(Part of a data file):
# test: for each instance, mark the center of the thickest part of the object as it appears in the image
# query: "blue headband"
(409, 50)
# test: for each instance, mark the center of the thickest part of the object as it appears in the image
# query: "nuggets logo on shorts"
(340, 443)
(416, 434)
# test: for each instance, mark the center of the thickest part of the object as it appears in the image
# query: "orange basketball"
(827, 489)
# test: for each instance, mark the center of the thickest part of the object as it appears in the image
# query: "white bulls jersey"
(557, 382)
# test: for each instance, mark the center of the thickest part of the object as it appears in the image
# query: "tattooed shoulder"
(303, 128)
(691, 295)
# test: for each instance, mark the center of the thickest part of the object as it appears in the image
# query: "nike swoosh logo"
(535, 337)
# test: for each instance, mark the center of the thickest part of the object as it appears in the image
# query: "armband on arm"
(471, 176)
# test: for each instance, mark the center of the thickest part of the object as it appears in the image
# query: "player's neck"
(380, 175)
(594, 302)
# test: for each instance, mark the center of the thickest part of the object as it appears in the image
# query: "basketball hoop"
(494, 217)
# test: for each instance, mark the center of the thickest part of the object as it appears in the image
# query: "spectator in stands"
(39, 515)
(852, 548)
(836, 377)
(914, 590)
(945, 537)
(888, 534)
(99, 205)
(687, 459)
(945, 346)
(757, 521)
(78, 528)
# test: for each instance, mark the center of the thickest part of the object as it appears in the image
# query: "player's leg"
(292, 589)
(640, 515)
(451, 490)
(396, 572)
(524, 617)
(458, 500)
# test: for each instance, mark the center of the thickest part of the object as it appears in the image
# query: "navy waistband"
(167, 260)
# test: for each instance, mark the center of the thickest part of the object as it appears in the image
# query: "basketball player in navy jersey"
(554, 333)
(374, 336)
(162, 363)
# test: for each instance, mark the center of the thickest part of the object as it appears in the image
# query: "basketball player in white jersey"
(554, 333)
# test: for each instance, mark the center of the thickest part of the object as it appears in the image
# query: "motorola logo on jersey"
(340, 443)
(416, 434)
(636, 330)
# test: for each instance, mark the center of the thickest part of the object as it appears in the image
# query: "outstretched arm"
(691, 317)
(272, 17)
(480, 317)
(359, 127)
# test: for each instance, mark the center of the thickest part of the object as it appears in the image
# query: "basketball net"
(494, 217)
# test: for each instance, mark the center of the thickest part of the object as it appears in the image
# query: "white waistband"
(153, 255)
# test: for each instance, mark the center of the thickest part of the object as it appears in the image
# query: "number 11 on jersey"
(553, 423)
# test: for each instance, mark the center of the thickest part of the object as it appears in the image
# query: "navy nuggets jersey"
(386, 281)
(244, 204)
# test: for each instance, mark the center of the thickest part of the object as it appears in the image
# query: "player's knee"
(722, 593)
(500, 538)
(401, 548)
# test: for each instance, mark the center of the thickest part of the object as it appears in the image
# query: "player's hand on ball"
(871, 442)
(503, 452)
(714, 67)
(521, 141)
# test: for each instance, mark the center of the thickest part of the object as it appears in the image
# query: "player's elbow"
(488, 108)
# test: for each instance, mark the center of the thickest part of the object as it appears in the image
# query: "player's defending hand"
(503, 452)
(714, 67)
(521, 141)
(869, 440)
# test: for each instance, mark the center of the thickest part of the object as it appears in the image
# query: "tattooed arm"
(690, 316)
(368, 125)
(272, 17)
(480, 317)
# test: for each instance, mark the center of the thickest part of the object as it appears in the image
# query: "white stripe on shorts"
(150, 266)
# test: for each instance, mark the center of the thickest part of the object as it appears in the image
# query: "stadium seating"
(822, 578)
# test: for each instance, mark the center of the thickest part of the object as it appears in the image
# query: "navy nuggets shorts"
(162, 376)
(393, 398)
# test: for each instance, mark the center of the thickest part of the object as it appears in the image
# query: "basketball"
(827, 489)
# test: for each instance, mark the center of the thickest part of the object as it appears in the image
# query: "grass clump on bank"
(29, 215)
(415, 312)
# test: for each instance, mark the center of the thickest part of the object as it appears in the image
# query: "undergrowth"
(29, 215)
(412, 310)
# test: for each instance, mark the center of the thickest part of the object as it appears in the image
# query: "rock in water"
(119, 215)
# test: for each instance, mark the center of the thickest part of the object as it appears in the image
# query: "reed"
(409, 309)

(Problem details):
Quote each line of the data above exactly as written.

(Expected output):
# test: for each instance, mark the center of the thickest part of the object as it appears in the image
# query: "blue headband"
(409, 50)
# test: for each instance, mark the center of the thickest part of the object as it appears in the image
# query: "nuggets logo on shorts"
(340, 443)
(416, 434)
# test: for each instance, mark the center of the thickest part of the object as it appears in the image
# query: "orange basketball"
(827, 489)
# test: for each instance, mark the center of the thickest part of the object as it appears in the image
# query: "white bulls jersey"
(557, 382)
# test: for each instance, mark the center of the thickest part of the object as it appears in the image
# query: "tattooed shoulder"
(303, 128)
(691, 295)
# test: for each instance, mark the center of the thickest part of the object as it appears in the image
# query: "nike swoosh logo"
(535, 337)
# test: for each instance, mark the center of the thickest part of the object as it appears in the image
# query: "armband on arm"
(471, 176)
# test: for each instance, mark the center of the thickest part of the object as it appears in the image
# query: "player's neck"
(380, 175)
(594, 302)
# test: for each instance, mark the center of the thickest part of the object as it appears in the image
# query: "basketball hoop"
(494, 217)
# test: for each instance, mark the center of the thickest part of the object as it appears in the image
# query: "spectator in stands"
(39, 515)
(852, 548)
(836, 377)
(914, 590)
(945, 537)
(888, 534)
(99, 205)
(687, 459)
(945, 346)
(757, 521)
(78, 528)
# test: for each instance, mark the center of the thickest part of the object as it appears in the image
# query: "player's leg"
(292, 589)
(640, 515)
(451, 490)
(396, 572)
(524, 617)
(458, 500)
# test: for each instance, mark the center of the thickest part of the object as it appears in the image
# query: "navy waistband"
(167, 260)
# test: for each instance, mark the center of the thickest part of the object as it appears in the image
# query: "basketball player in navy jersey"
(554, 333)
(374, 336)
(162, 363)
# test: for each instance, mark the center of the thickest part of the object as it appears in the image
# query: "basketball player in white jersey"
(554, 333)
# test: for each instance, mark the center of the thickest part of the object as it appears in the image
# query: "motorola logo on jersey"
(340, 443)
(416, 434)
(636, 330)
# test: for each instance, mark the center of the thickest part of the object as it appears in the image
# query: "outstretched arm"
(691, 317)
(272, 17)
(480, 317)
(359, 127)
# test: for each instance, mark the center of the thickest part of the object as it appears in the image
# query: "basketball net"
(494, 217)
# test: for each instance, mark the center of the thickest part of the object as it appears in the image
# query: "white waistband"
(153, 255)
# test: for each instance, mark the center of the thickest part of the object as it appears in the image
# query: "number 11 on jersey"
(553, 423)
# test: for each instance, mark the center of the thickest part of the object as it appears in the image
# query: "navy nuggets jersey"
(386, 281)
(244, 204)
# test: for each instance, mark the center of the thickest part of the object as it appears in the image
# query: "player's knee"
(722, 593)
(500, 538)
(401, 548)
# test: for each instance, mark the center of the thickest part of the object as it appears in the image
# query: "player's hand on ball"
(871, 442)
(503, 452)
(714, 67)
(521, 141)
# test: for each instance, mark the center of the thickest part of the object as it appears in the image
# query: "player's elbow"
(488, 108)
# test: for each instance, mark the center of the thickest part of the object as it appears in the image
# query: "player's defending hand"
(503, 452)
(714, 67)
(521, 141)
(869, 440)
# test: for each instance, mark the center of the thickest part of the object as it appears in the image
# query: "tattooed arm"
(690, 316)
(368, 125)
(272, 17)
(480, 317)
# test: for each instance, mark the center of the thickest part of the object as it appears in the image
# query: "white stripe on shorts"
(150, 266)
# test: for each instance, mark the center of the thickest part of the object as it appears in the image
# query: "stadium seating"
(822, 578)
# test: for each instance, mark the center of the thickest part of the object as it appears in the image
# query: "navy nuggets shorts"
(162, 376)
(393, 398)
# test: for each instance, mark the center of the thickest part of the object as it appears in the image
# query: "basketball"
(827, 489)
# test: for each instance, mark the center of the thickest part of the object as it appears in the image
# query: "grass clump on bank"
(29, 215)
(415, 312)
# test: for each instance, mark the center of the thickest part of the object as it appears in the image
# query: "undergrowth"
(29, 215)
(412, 310)
# test: for each instance, mark the center of the thickest part of the object as it appears in the image
# query: "rock in water"
(119, 215)
# test: for each instance, mark the center of the thickest part of the object as it appears in the image
# query: "reed"
(409, 309)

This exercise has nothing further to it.